Assigned task ▸ Pictures stay out, but every line of the data is copied exactly.
== Record set ==
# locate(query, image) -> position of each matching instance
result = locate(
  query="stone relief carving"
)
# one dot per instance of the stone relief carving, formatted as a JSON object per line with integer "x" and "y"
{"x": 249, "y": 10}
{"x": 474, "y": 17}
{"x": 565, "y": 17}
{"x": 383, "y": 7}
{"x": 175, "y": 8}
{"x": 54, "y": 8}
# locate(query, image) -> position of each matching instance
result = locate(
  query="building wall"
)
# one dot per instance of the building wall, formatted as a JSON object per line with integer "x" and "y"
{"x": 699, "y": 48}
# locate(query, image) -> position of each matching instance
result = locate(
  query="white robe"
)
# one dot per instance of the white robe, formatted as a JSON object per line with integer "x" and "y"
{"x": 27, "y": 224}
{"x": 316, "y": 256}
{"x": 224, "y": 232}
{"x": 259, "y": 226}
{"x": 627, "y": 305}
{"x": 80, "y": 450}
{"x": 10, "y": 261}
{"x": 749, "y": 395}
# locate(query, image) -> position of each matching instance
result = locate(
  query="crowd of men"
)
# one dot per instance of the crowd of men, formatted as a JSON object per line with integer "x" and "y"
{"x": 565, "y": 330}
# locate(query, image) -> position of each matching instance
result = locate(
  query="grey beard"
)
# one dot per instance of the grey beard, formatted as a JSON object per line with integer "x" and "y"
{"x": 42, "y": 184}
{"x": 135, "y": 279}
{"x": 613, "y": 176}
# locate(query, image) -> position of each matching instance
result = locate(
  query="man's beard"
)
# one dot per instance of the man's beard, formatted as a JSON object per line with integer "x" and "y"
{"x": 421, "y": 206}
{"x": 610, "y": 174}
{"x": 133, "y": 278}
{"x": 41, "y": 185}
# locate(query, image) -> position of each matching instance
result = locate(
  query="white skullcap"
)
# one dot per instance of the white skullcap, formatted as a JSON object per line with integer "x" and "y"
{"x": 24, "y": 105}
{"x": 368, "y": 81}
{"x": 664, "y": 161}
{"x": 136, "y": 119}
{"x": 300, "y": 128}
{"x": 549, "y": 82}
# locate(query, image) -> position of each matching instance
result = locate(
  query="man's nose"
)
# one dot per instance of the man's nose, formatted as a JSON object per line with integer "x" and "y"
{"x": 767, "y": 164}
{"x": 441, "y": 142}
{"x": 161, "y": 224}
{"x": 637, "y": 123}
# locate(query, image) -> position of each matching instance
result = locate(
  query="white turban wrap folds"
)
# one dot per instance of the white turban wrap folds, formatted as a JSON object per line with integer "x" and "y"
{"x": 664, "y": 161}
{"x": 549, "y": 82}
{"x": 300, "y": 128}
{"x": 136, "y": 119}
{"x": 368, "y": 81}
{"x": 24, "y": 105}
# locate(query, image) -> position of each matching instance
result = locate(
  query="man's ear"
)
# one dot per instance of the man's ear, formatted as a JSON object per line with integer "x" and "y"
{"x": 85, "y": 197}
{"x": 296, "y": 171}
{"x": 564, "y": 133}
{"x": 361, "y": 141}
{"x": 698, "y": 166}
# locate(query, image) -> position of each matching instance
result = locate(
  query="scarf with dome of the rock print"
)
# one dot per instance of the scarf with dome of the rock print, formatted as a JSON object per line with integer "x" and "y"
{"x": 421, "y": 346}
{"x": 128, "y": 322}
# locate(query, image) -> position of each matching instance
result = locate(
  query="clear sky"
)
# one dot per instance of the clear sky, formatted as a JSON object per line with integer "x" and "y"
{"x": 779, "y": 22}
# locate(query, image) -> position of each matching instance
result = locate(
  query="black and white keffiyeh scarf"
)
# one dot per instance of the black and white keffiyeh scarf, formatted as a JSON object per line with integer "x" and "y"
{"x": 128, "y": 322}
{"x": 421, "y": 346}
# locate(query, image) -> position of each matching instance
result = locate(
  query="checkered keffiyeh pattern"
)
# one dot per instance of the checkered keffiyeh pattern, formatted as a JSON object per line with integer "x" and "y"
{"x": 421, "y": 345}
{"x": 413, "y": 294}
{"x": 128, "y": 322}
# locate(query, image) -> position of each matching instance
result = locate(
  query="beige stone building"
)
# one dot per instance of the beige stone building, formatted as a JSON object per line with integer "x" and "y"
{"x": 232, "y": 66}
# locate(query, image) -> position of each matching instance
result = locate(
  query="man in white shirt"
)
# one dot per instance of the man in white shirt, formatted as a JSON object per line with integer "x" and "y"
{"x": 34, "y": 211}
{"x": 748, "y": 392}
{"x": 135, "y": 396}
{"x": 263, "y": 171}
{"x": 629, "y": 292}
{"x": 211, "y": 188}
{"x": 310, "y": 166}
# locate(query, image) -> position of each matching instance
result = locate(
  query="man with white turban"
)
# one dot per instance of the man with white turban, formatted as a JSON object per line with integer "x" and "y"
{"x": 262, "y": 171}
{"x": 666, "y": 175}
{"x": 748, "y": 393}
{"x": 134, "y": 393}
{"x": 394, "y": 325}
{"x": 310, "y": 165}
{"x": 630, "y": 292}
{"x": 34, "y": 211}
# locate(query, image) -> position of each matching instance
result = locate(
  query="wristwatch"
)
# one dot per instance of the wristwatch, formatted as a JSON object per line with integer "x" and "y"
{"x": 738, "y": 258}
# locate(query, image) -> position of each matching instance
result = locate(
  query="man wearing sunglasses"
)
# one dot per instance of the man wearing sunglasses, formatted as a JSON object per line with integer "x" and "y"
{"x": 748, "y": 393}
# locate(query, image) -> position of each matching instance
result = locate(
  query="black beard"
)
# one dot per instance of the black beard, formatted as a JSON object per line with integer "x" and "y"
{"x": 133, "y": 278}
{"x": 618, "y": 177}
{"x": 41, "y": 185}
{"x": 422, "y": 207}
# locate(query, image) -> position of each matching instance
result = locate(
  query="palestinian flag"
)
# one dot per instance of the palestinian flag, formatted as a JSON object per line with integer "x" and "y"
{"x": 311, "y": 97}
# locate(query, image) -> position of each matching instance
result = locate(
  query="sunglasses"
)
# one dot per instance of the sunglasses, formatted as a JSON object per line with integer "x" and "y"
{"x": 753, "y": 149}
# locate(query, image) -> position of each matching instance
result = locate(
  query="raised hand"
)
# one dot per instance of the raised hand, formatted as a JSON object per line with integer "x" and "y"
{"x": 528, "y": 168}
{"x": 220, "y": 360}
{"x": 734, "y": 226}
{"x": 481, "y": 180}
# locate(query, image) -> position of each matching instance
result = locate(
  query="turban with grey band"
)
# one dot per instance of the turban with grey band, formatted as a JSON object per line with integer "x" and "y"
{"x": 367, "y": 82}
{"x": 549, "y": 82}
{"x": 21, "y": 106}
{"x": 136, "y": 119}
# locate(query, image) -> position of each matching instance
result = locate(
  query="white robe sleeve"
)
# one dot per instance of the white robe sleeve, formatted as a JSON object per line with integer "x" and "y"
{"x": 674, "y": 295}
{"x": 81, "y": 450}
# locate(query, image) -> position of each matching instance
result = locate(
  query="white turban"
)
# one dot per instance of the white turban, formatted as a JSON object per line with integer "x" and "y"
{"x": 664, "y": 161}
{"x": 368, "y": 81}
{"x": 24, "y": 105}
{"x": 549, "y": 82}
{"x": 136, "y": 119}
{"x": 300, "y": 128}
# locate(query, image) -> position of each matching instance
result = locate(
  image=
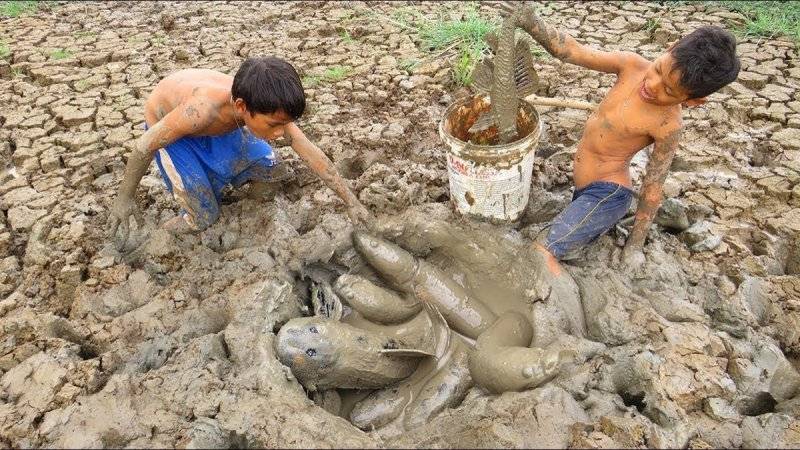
===
Answer ▸
# locate(query, image) -> position of each matching instance
result = locate(
  query="stone relief carving"
)
# one dot per instance of the stone relief carving, formatted as a JSON object per line with integer "x" and "y"
{"x": 249, "y": 10}
{"x": 474, "y": 17}
{"x": 565, "y": 17}
{"x": 383, "y": 7}
{"x": 175, "y": 8}
{"x": 54, "y": 8}
# locate(query, image) -> position of each matching instance
result = locate(
  query="building wall"
)
# one dot per instance of the building wall, formatted as a JSON object per line with integer "x" and "y"
{"x": 699, "y": 48}
# locate(query, image) -> position of each matching instance
result = locate(
  query="white robe"
)
# one dot per instance of the white robe, formatted as a JSON object per line with integer "x" and "y"
{"x": 27, "y": 224}
{"x": 316, "y": 256}
{"x": 224, "y": 232}
{"x": 259, "y": 226}
{"x": 627, "y": 305}
{"x": 80, "y": 450}
{"x": 10, "y": 261}
{"x": 749, "y": 395}
# locate(query, image) -> position of each matching instance
result = locate(
  query="crowd of men"
)
# one dot per instance of the crowd of men, formatted as a JSON object per line with integer "x" and "y"
{"x": 565, "y": 330}
# locate(query, image) -> position of each matching instance
result = locate(
  query="grey beard"
)
# one dot per instance of the grey beard, formatted as a JSON object per line with integer "x" and "y"
{"x": 42, "y": 184}
{"x": 135, "y": 279}
{"x": 613, "y": 176}
# locate(query, image) -> position of each matching instance
result = locate(
  query="man's beard"
)
# one dot per instance of the man's beard, formatted as a JSON object per line with integer "x" and "y"
{"x": 421, "y": 206}
{"x": 610, "y": 174}
{"x": 133, "y": 278}
{"x": 41, "y": 185}
# locate(query, image) -> position of each matching instance
result = locate(
  query="white skullcap"
)
# one dot per instance of the white skullcap, formatted as a JSON object per line with integer "x" and "y"
{"x": 24, "y": 105}
{"x": 368, "y": 81}
{"x": 664, "y": 161}
{"x": 136, "y": 119}
{"x": 300, "y": 128}
{"x": 549, "y": 82}
# locate(query, image) -> position of each matching instance
result = locate(
  query="man's nose"
)
# one dot per instance of the man's nose, formatted as a JSON object per line with integer "x" and "y"
{"x": 767, "y": 164}
{"x": 441, "y": 142}
{"x": 161, "y": 224}
{"x": 637, "y": 123}
# locate(query, image) -> position of each matching instance
result = locate(
  query="white turban wrap folds"
)
# one dot per instance of the white turban wrap folds, formatted as a JSON object per line with integer "x" and "y"
{"x": 664, "y": 161}
{"x": 549, "y": 82}
{"x": 300, "y": 128}
{"x": 136, "y": 119}
{"x": 368, "y": 81}
{"x": 24, "y": 105}
# locate(query, image) -> position of each matching instance
result = locate(
  query="man's ear"
)
# one dot per instance of the man's ear, formatted as a JSON object per line with integer "x" and "y"
{"x": 85, "y": 197}
{"x": 296, "y": 171}
{"x": 564, "y": 133}
{"x": 361, "y": 141}
{"x": 698, "y": 166}
# locate(query, image) -> position of each matching instance
result = locate(
  query="scarf with dome of the rock print"
)
# one dot per instance of the scarf with dome of the rock print, formatted as a JSON object per line with integer "x" and "y"
{"x": 421, "y": 346}
{"x": 128, "y": 322}
# locate(query, image) -> position of each matching instance
result = locate(
  query="clear sky"
)
# one dot per instance of the clear sky, formatted as a JSON object per line with integer "x" and "y"
{"x": 779, "y": 22}
# locate(query, image) -> position of each matching instance
result = locate(
  query="black and white keffiyeh scarf"
)
# one dot per instance of the black and white keffiyeh scarf, formatted as a JSON object per line with integer "x" and "y"
{"x": 128, "y": 322}
{"x": 421, "y": 346}
# locate(query, image) -> position of each matching instance
result = locate(
  query="checkered keffiyeh pattern"
)
# one dot per instance of the checkered keffiyeh pattern, formatted as a JSON object per line with integer "x" and "y"
{"x": 421, "y": 345}
{"x": 413, "y": 294}
{"x": 128, "y": 322}
# locate(query, image) -> position of each matching instance
result = locate(
  query="beige stone building"
)
# one dot per instance of the beige stone building, formatted as a JSON object per line with integer "x" and "y"
{"x": 232, "y": 66}
# locate(query, image) -> position of each matching instance
result = locate(
  query="man in white shirt"
)
# one dot per instance of the man in white shirt, formatted as a JSON object per line with integer "x" and "y"
{"x": 34, "y": 211}
{"x": 748, "y": 392}
{"x": 135, "y": 396}
{"x": 263, "y": 171}
{"x": 629, "y": 292}
{"x": 211, "y": 188}
{"x": 310, "y": 166}
# locate(query, image) -> position of each matching instance
result = locate(
  query="man with white turban"
)
# one dot per instance of the man with white turban, formatted as a JSON object per line with integer "x" and "y"
{"x": 262, "y": 171}
{"x": 666, "y": 175}
{"x": 748, "y": 393}
{"x": 134, "y": 393}
{"x": 394, "y": 325}
{"x": 310, "y": 165}
{"x": 630, "y": 292}
{"x": 34, "y": 211}
# locate(query, image) -> position of each matching instance
result = locate(
  query="wristwatch"
)
# one dot per instance of the wristwatch, formatted as a JSON object per line with integer "x" and "y"
{"x": 738, "y": 258}
# locate(query, image) -> position of each matching instance
result = locate(
  query="man wearing sunglasses"
)
# one dot per instance of the man wearing sunglasses, formatted as a JSON object per line with integer "x" and "y"
{"x": 748, "y": 393}
# locate(query, image) -> position of each matching instance
result = locate(
  query="black beard"
)
# one dot per instance of the black beard, formatted as a JSON object per line with integer "x" and "y"
{"x": 133, "y": 278}
{"x": 618, "y": 177}
{"x": 41, "y": 185}
{"x": 422, "y": 207}
# locate(query, image) -> position of each matching instance
result = locate(
  query="palestinian flag"
)
# one dot per instance of the palestinian flag, formatted as a JSON object per line with integer "x" and "y"
{"x": 311, "y": 97}
# locate(query, image) -> position of each matching instance
result = locate(
  query="sunglasses"
)
# one dot per instance of the sunglasses, formatted as a JSON object per line with integer "x" and "y"
{"x": 753, "y": 149}
# locate(query, image) -> position of each matching instance
result = locate(
  query="raised hand"
)
# one dot per instance of the raised hand, formatted as a JSON object per line with integer "x" and "y"
{"x": 528, "y": 168}
{"x": 220, "y": 360}
{"x": 734, "y": 226}
{"x": 481, "y": 180}
# locate(query, image) -> position of each matching instance
result = locate(
  query="turban with grey band"
)
# one dot per instance of the turban with grey band, formatted as a JSON object per line with integer "x" and "y"
{"x": 367, "y": 82}
{"x": 549, "y": 82}
{"x": 21, "y": 106}
{"x": 136, "y": 119}
# locate(query, image) -> position of each matching instance
result = locate(
  query="white robe sleeve"
)
# one dot per instance of the white robe sleeve, formatted as a JSON object per line with integer "x" and "y"
{"x": 674, "y": 295}
{"x": 81, "y": 450}
# locate(query, image) -> position of each matching instance
result = locate(
  query="white turban"
)
# one dot per instance of the white turban, formatted as a JSON object per line with integer "x" and "y"
{"x": 664, "y": 161}
{"x": 368, "y": 81}
{"x": 24, "y": 105}
{"x": 549, "y": 82}
{"x": 136, "y": 119}
{"x": 300, "y": 128}
# locate(query, image) -> position of each matching instance
result = locate(
  image=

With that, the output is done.